◆ Deine Aufgabe: Welche Zahlen stehen im Text zum Stellenabbau bei der hessischen Polizei in Ziffern geschrieben? Nenne alle in der Reihenfolge ihres Auftretens.

◆ Text:
►
Neben den 29,5 Stellen, die in diesem Jahr gestrichen werden, plant die Landesregierung einen weiteren Abbau bei der hessischen Polizei von 147,5 Stellen bis 2018. Auch die 65 „zusätzlichen“ Beamten für den Staatsschutz, die ab Februar in den Polizeipräsidien und dem Hessischen Landeskriminalamt eingesetzt werden sollen, sind keine zusätzlichen Polizisten: Es handelt sich dabei lediglich um eine Personalumschichtung aus der Bereitschaftspolizei, die dadurch weiter geschwächt wird. Vor dem Hintergrund der Bedrohungslage halten wir dies für nicht akzeptabel und fordern die Landesregierung daher auf, vom Stellenabbau bei der hessischen Polizei Abstand zu nehmen. Entsprechend werden wir im Plenum nochmals beantragen, von der Stellenstreichung bei der Polizei in diesem Jahr abzusehen, um weiterhin zu gewährleisten, dass die hessischen Polizisten ihrer eigentlichen Aufgabe nachkommen können.“

Terrorismusprävention in hessischen Gefängnissen stärken: Union muss Worten auch Taten folgen lassen!
◄
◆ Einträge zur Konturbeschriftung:
►
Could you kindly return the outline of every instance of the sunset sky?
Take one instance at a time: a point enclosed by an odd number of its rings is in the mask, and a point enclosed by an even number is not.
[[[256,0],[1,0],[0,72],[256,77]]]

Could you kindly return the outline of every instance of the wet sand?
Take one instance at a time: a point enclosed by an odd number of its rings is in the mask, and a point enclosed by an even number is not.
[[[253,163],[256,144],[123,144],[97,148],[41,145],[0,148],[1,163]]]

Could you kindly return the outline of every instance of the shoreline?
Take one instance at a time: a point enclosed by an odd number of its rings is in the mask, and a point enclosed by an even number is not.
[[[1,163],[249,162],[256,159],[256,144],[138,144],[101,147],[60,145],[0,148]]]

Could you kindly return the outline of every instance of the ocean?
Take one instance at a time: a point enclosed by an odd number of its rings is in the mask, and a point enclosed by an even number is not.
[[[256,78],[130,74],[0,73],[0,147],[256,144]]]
◄
◆ Schriftliche Antwort: 29,5; 147,5; 2018; 65